## Aufgabe
Stimmen diese Aussagen mit dem Lesetext überein? Antworte bei jeder mit Ja oder Nein und zitiere wörtlich die Worte aus dem Text, die den Ausschlag geben: 1. Cameron nennt die Tötungen in Syrien abscheulich und sinnlos. 2. Westerwelle reist durch Europa. 3. Cameron will, dass die UNO-Beobachter das Massaker untersuchen.

## Lesetext
--------

Das syrische Fernsehen erklärte, das Verbrechen sei bewusst vor einer Sitzung des UNO-Sicherheitsrates begangen worden, »um Druck auf Syrien auszuüben«. Dazu allerdings hat keiner der Politiker Stellung genommen.

* Aus: neues deutschland, Freitag 8. Juni 2012


Der böse Assad

Von Roland Etzel **

Der britische Premier Cameron und andere westliche Politiker nennen die Tötungsorgie in Syrien abscheulich und sinnlos. Abscheulich ist sie ganz gewiss, aber auch sinnlos? Camerons eigene Reaktion widerspricht dem. Er sagt, die UNO-Beobachter sollten das Massaker untersuchen, fordert aber noch im selben Satz, die »Staatengemeinschaft müsse die Regierung Syriens für ihre Taten verurteilen«.

Ganz ähnlich der durch den Nahen Osten tourende Westerwelle. Am Mittwoch wurde vom deutschen Außenminister kolportiert, er »werbe« für eine politische Lösung in Syrien, nach dem Massaker hieß es nun von ihm, er fordere »weltweite Sanktionen gegen das Regime von Assad«. Sehen so politische Lösungen aus? Die Äußerung legt nahe, dass das Ergebnis einer möglichen Untersuchung für Westerwelle eigentlich nicht von Interesse ist. Er verkriecht sich in unglaubwürdiger Naivität, nicht zu ahnen, wem diese Morde in die Karten spielen.

--------

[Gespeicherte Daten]
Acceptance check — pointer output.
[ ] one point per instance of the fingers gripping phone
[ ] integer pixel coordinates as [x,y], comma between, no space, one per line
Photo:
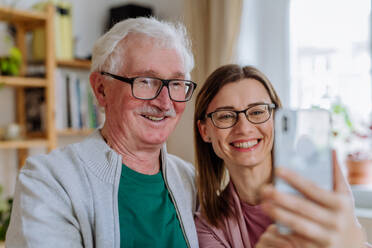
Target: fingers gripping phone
[302,144]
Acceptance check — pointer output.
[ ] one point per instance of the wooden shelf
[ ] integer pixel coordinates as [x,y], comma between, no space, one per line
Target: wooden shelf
[23,81]
[16,144]
[29,19]
[77,63]
[73,132]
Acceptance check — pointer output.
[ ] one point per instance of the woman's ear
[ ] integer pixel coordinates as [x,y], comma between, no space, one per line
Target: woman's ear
[98,88]
[202,126]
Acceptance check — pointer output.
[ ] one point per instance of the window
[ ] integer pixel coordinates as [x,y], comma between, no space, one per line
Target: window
[330,55]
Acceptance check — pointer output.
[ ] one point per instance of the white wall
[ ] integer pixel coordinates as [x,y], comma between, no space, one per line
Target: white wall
[264,41]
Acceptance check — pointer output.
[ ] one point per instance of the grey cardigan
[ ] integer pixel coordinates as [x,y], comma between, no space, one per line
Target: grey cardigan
[69,198]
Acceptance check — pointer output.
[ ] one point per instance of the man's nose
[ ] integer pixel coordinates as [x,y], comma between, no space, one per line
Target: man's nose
[163,100]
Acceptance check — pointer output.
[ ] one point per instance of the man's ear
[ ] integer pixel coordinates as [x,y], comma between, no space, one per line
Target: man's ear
[202,126]
[98,88]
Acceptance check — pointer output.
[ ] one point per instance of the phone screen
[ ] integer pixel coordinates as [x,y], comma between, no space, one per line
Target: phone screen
[302,144]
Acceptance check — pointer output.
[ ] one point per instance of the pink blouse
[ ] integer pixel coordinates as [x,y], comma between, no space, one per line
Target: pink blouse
[242,231]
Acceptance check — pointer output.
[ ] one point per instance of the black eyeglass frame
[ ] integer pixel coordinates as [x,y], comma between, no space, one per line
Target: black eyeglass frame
[165,82]
[271,107]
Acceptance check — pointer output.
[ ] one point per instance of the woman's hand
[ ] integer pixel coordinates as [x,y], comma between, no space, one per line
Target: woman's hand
[322,219]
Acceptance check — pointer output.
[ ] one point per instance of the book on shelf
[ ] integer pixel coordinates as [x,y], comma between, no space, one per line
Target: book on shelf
[75,104]
[35,107]
[64,41]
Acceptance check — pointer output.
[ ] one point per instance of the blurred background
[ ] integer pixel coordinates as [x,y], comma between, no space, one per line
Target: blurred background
[316,53]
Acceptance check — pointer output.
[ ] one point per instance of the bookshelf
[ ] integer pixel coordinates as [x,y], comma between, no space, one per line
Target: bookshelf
[24,22]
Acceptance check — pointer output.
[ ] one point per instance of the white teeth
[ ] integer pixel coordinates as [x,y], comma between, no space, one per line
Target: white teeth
[245,144]
[153,118]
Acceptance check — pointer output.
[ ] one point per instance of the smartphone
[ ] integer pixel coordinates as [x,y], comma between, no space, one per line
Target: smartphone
[302,144]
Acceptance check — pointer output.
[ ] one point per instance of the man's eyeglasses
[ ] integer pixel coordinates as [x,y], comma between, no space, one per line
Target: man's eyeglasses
[256,114]
[148,88]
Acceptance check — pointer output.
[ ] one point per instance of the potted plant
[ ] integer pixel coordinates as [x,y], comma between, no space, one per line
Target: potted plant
[357,141]
[5,209]
[10,64]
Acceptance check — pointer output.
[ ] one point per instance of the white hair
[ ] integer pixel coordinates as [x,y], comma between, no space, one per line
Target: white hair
[166,34]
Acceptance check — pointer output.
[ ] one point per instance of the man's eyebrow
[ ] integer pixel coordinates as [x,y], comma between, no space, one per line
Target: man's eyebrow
[152,73]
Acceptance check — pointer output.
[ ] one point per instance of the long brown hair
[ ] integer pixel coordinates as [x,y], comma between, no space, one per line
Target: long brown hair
[210,168]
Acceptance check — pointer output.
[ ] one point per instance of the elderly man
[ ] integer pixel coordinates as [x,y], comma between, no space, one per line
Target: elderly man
[119,187]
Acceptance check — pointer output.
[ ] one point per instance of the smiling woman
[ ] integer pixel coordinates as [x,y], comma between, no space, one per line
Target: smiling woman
[233,128]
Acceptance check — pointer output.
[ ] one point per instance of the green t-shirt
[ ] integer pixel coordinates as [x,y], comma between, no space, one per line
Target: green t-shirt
[146,213]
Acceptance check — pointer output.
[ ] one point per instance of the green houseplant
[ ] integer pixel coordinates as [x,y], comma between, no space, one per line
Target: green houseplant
[5,209]
[10,65]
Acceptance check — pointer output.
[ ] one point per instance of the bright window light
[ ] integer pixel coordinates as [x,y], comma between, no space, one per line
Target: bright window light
[330,55]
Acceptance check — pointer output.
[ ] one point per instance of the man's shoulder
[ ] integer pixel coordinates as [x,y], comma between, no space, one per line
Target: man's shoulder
[180,165]
[173,159]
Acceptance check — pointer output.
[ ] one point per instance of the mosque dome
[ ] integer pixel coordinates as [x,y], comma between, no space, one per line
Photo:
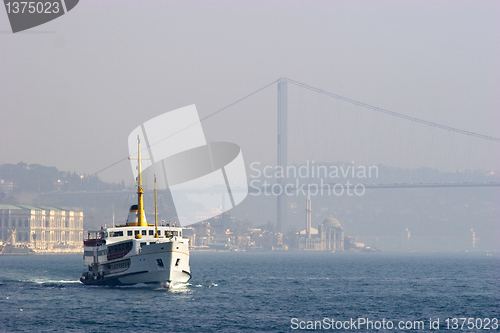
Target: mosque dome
[331,222]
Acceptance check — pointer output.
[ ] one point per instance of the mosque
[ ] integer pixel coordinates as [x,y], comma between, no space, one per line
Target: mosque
[328,237]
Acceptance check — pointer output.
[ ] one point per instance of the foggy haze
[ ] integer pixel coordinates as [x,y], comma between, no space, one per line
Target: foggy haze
[74,88]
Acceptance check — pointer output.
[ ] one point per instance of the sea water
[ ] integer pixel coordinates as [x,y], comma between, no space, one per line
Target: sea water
[262,292]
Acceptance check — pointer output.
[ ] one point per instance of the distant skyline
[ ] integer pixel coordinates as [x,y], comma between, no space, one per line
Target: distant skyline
[73,89]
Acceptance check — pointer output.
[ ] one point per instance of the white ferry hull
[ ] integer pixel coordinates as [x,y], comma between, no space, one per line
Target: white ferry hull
[165,263]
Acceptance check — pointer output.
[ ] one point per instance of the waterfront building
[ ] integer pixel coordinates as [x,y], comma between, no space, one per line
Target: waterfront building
[41,228]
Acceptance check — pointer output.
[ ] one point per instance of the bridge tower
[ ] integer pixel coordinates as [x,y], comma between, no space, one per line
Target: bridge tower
[282,152]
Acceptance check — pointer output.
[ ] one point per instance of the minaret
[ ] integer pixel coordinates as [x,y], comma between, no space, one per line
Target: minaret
[308,217]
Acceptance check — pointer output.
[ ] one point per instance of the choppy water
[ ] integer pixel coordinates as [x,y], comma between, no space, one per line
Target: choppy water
[243,292]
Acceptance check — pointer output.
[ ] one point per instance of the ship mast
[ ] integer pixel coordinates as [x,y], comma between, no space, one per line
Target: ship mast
[140,191]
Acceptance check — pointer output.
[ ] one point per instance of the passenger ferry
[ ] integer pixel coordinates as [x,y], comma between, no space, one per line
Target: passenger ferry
[136,252]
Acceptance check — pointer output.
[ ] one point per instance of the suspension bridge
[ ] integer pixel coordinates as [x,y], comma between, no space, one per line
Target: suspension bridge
[283,131]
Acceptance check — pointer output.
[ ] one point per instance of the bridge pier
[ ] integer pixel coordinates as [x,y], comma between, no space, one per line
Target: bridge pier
[282,152]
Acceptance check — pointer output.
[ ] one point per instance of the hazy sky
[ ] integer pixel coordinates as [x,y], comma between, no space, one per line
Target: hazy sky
[73,89]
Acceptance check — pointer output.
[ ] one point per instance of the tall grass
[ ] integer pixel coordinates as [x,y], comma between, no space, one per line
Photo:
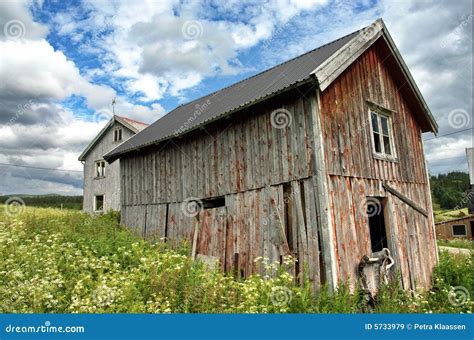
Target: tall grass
[65,261]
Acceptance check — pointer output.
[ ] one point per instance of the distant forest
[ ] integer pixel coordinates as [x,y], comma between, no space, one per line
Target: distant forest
[449,190]
[54,201]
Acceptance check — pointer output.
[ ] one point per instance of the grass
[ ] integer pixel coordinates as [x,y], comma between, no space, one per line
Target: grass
[58,261]
[457,243]
[446,214]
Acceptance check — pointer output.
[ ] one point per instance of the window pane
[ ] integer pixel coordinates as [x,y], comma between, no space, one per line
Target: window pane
[375,122]
[99,202]
[384,122]
[386,145]
[377,143]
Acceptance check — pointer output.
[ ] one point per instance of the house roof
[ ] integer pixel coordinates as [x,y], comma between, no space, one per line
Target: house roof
[322,65]
[131,124]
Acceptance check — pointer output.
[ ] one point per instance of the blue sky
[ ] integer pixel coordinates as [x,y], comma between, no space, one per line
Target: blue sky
[62,62]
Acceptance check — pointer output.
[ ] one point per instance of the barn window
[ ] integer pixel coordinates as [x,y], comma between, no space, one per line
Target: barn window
[378,234]
[117,135]
[459,230]
[382,137]
[99,203]
[99,168]
[211,203]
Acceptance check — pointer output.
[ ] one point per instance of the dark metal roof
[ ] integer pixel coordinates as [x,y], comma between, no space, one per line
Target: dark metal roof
[230,99]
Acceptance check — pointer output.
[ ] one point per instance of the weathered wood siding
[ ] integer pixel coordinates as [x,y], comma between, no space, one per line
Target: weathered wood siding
[353,173]
[250,225]
[264,173]
[109,186]
[232,156]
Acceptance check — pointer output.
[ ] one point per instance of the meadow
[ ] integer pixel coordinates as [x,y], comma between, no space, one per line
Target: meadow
[64,261]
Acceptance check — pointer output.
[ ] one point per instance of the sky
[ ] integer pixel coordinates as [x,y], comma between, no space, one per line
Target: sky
[62,63]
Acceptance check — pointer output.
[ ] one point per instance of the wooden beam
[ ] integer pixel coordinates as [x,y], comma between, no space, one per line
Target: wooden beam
[333,66]
[405,199]
[320,180]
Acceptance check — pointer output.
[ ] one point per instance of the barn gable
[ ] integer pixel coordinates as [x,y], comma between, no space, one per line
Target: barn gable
[321,65]
[132,125]
[292,167]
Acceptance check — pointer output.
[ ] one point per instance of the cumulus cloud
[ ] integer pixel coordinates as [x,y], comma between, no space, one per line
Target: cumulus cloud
[36,127]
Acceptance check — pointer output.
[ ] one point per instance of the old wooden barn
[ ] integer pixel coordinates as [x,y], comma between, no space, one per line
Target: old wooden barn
[320,157]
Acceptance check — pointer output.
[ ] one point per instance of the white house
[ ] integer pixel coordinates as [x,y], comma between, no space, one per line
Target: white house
[102,180]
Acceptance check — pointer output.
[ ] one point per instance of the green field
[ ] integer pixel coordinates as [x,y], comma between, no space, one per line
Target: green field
[446,214]
[45,201]
[64,261]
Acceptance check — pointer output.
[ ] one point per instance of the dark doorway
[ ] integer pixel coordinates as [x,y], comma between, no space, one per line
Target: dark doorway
[378,234]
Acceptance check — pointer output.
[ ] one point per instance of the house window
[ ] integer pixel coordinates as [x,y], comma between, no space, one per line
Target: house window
[382,137]
[459,230]
[99,203]
[211,203]
[100,169]
[117,135]
[378,234]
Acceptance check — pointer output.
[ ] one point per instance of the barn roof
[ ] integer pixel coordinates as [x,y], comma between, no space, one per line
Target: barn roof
[131,124]
[322,64]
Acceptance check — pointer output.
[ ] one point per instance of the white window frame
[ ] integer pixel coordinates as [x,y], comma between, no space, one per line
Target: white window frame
[386,113]
[116,133]
[459,224]
[99,169]
[95,203]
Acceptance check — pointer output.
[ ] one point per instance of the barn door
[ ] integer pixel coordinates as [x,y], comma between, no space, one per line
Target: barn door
[373,268]
[210,246]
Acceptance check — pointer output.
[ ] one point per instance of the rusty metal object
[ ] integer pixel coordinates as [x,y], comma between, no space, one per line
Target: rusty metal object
[385,262]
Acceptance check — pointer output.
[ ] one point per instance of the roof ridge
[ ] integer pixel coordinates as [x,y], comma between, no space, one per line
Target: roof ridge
[264,71]
[131,119]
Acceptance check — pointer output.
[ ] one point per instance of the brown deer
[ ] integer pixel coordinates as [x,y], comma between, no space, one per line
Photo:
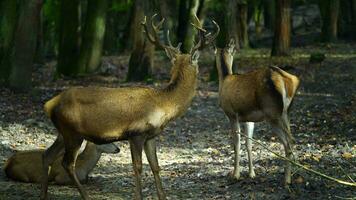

--------

## Lösung
1. Ja: „Der britische Premier Cameron und andere westliche Politiker nennen die Tötungsorgie in Syrien abscheulich und sinnlos.“
2. Nein: „der durch den Nahen Osten tourende Westerwelle“
3. Ja: „Er sagt, die UNO-Beobachter sollten das Massaker untersuchen“